-------- TEXT --------
CREATE TABLE regulatory_feature (
regulatory_feature_id INT NOT NULL auto_increment,
name VARCHAR(255) NOT NULL,
seq_region_id INT NOT NULL, # FK refs seq_region
seq_region_start INT NOT NULL,
seq_region_end INT NOT NULL,
seq_region_strand TINYINT NOT NULL,
analysis_id INT NOT NULL, # FK refs analysis
regulatory_factor_id INT, # FK refs regulatory_motif
PRIMARY KEY(regulatory_feature_id)
) COLLATE=latin1_swedish_ci TYPE=MyISAM;
################################################################################
#
# Table structure for table 'regulatory_factor'
#
CREATE TABLE regulatory_factor (
regulatory_factor_id INT NOT NULL auto_increment,
name VARCHAR(255) NOT NULL,
type ENUM('miRNA_target', 'transcription_factor', 'transcription_factor_complex'),
PRIMARY KEY(regulatory_factor_id)
) COLLATE=latin1_swedish_ci TYPE=MyISAM;
################################################################################
## Table structure for table 'regulatory_feature_object'
#
# Relates regulatory regions to the Ensembl objects they influence. Many-many.
-------- SOURCE DATA --------
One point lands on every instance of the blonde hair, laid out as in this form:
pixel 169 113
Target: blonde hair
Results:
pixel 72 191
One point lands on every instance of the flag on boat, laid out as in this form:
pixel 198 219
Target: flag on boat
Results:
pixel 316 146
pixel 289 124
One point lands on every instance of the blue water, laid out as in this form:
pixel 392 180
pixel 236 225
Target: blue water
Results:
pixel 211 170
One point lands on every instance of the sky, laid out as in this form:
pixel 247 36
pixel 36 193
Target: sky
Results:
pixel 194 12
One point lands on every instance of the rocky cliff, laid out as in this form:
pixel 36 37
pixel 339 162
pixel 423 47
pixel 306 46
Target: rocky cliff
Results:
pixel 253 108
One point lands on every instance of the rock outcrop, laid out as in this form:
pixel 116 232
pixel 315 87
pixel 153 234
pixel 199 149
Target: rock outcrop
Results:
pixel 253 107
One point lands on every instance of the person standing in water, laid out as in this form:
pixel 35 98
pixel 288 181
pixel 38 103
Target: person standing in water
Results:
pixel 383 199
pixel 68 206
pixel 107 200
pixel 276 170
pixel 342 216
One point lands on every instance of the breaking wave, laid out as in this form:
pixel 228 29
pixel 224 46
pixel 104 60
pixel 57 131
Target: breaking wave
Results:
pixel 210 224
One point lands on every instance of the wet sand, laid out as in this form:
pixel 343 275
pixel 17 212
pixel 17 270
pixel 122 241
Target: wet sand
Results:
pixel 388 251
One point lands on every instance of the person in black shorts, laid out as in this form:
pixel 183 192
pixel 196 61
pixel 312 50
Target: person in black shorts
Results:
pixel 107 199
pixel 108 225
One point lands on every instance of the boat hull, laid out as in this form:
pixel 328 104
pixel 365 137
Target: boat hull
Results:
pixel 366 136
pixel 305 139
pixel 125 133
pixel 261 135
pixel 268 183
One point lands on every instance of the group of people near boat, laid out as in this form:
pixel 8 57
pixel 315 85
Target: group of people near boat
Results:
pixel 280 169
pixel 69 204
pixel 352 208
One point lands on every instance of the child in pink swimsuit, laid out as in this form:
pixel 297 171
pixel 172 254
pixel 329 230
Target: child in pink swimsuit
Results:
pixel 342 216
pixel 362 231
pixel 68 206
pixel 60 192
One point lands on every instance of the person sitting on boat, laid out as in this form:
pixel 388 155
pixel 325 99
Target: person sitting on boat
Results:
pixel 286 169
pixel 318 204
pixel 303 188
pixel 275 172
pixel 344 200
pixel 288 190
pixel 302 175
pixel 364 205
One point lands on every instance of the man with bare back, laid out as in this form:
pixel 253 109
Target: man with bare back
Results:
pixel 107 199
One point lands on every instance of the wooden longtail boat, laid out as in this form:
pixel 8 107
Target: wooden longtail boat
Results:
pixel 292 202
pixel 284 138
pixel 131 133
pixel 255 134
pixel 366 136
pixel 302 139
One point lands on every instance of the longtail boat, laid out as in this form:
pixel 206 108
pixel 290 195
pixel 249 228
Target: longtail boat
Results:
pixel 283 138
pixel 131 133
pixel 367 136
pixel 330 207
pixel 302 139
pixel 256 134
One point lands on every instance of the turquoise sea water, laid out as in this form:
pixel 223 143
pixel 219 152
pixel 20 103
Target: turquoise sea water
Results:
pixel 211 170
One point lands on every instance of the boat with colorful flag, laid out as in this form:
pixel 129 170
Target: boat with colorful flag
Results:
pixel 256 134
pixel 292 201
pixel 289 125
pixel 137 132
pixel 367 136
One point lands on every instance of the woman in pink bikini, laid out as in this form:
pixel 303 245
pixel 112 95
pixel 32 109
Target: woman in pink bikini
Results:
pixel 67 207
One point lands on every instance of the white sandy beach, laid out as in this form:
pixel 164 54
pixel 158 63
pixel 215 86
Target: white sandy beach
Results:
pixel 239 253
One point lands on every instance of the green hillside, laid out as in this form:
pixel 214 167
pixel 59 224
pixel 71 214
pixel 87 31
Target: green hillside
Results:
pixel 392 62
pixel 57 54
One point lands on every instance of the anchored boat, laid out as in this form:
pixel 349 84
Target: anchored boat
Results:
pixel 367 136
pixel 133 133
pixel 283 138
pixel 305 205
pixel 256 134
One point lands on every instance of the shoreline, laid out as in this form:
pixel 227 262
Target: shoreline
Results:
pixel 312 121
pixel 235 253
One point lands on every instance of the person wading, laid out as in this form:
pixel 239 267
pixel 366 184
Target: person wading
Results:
--------
WORK TO COMPLETE »
1. Say whether each statement agrees with the regulatory table schema, answering yes or no and quoting the deciding words. (a) The type column of regulatory_factor can hold the value 'miRNA_target'. (b) In regulatory_feature, regulatory_factor_id is declared NOT NULL. (c) The regulatory_feature_object table relates regulatory regions to objects one-to-one.
2. Please continue the regulatory table schema from its last line.

ANSWERS IN ORDER »
1.
(a) Yes: "type ENUM('miRNA_target', 'transcription_factor', 'transcription_factor_complex')"
(b) No: "regulatory_factor_id INT, # FK refs regulatory_motif"
(c) No: "Many-many."

2.
CREATE TABLE regulatory_feature_object (
regulatory_feature_id INT NOT NULL, # FK to regulatory_feature
ensembl_object_type ENUM( 'Transcript', 'Translation', 'Gene') NOT NULL,
ensembl_object_id INT NOT NULL, # FK to transcript,gene etc
influence ENUM('positive', 'negative', 'mixed', 'unknown'),
evidence VARCHAR(255),
KEY regulatory_feature_idx (regulatory_feature_id),
KEY ensembl_object_idx (ensembl_object_type, ensembl_object_id)
) COLLATE=latin1_swedish_ci TYPE=MyISAM;
################################################################################
#
# Table structure for table 'regulatory_factor_transcript'
#
# Describes which transcripts code for particular regulatory factors.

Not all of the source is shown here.